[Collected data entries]
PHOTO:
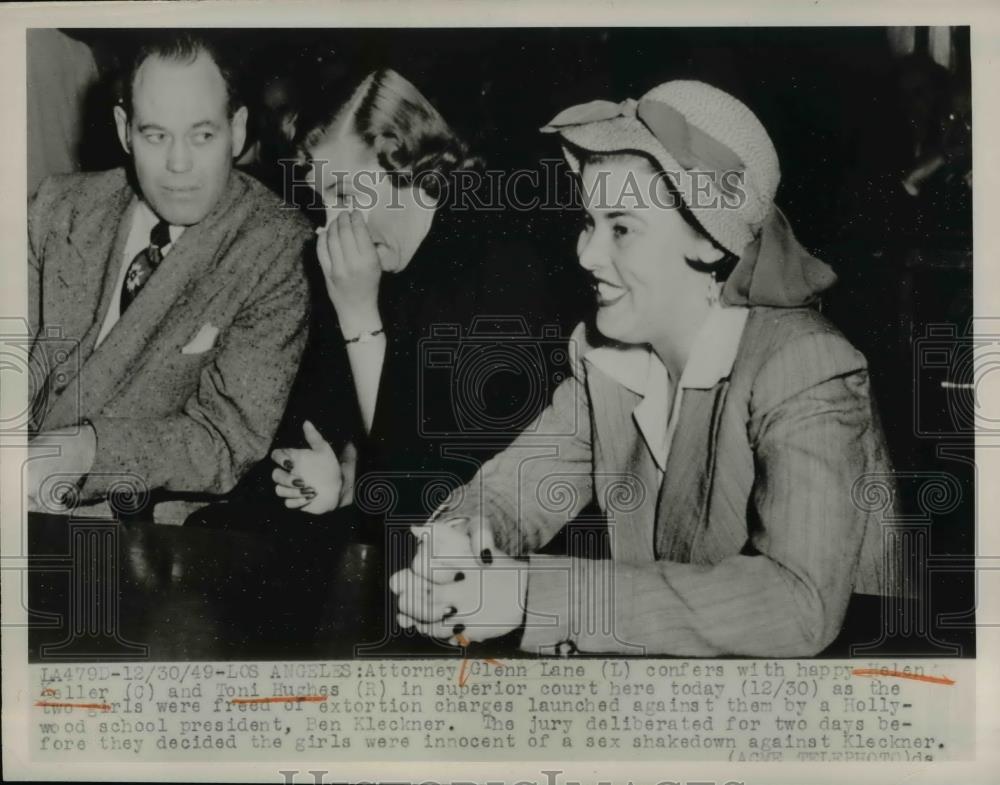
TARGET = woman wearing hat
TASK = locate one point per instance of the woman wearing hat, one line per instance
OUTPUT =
(718, 419)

WHAT THE TASK REQUIRES: Retype every line of the entries above word for word, but leave out the pictures.

WRITTEN RESPONSE:
PHOTO:
TARGET = woman wearing hat
TASK = locate one point per instance of the woman wearing hat, one line per instance
OUTPUT =
(718, 419)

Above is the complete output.